=== TEXT ===
Exclusive: An interactive map, based on data from 50 state health departments, details how the mosquito-borne disease made its way to America in travelers’ bloodstreams
By Dina Fine Maron on January 26, 2016
Zika is not new to the U.S.
Even as early as 2007, when the mosquito-borne disease had its first large outbreak in the Pacific island nation of Micronesia, the virus directly touched the U.S.—sickening one American traveler.
Since then more than two dozen domestic cases have been reported, all from travelers who contracted Zika in more than a dozen countries around the globe.
To create these exclusive maps, Scientific American launched its own investigation, gathering and analyzing information from all 50 states’ health departments, to depict a more nuanced picture of how this disease has been carried back to the U.S. via jet-setters. So far none of these cases have led to local disease transmission in the country but state health officials are bracing themselves for future such incidents.

=== Rows drawn from a dataset ===
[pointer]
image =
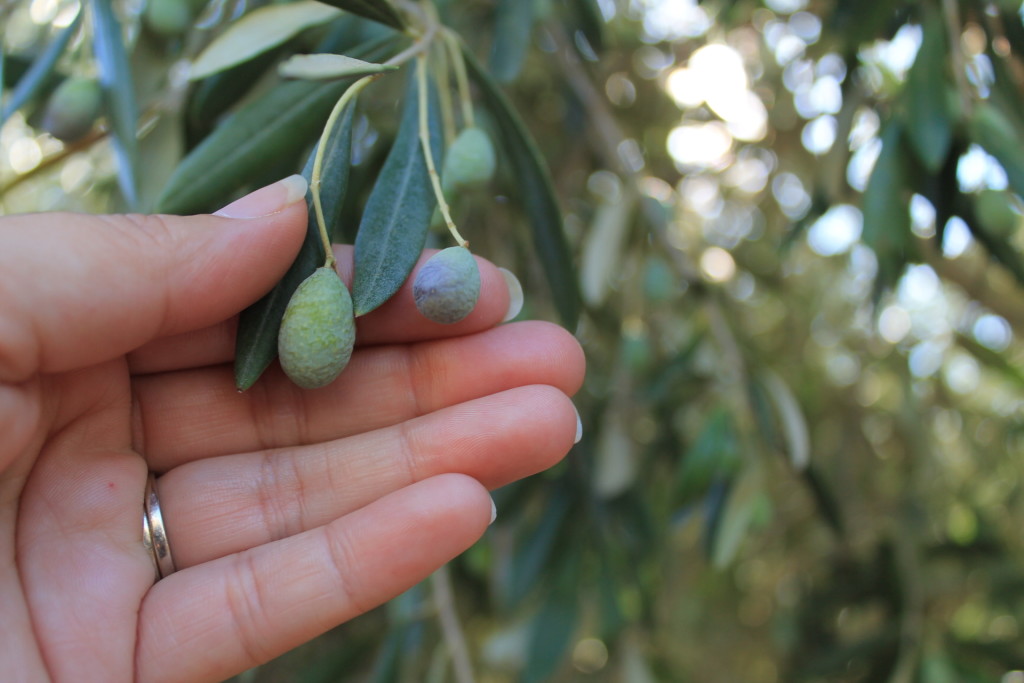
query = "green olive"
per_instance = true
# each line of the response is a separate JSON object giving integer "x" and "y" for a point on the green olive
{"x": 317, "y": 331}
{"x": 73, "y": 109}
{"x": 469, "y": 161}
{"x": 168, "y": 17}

--

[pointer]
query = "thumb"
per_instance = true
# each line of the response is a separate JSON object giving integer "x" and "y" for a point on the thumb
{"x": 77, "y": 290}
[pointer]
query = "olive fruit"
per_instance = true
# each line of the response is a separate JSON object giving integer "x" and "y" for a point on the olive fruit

=== EXERCISE INSTRUCTIONS ===
[1] According to the Zika article, in what year did the disease have its first large outbreak in Micronesia?
[2] Translate this sentence from the Zika article into Spanish: "Zika is not new to the U.S."
[3] In the Zika article, swap "outbreak" for "epidemic" and write out the passage starting at "Exclusive: An interactive" and ending at "around the globe.".

=== RESPONSES TO THE EXERCISE ===
[1] 2007

[2] El zika no es nuevo en EE. UU.

[3]
Exclusive: An interactive map, based on data from 50 state health departments, details how the mosquito-borne disease made its way to America in travelers’ bloodstreams
By Dina Fine Maron on January 26, 2016
Zika is not new to the U.S.
Even as early as 2007, when the mosquito-borne disease had its first large epidemic in the Pacific island nation of Micronesia, the virus directly touched the U.S.—sickening one American traveler.
Since then more than two dozen domestic cases have been reported, all from travelers who contracted Zika in more than a dozen countries around the globe.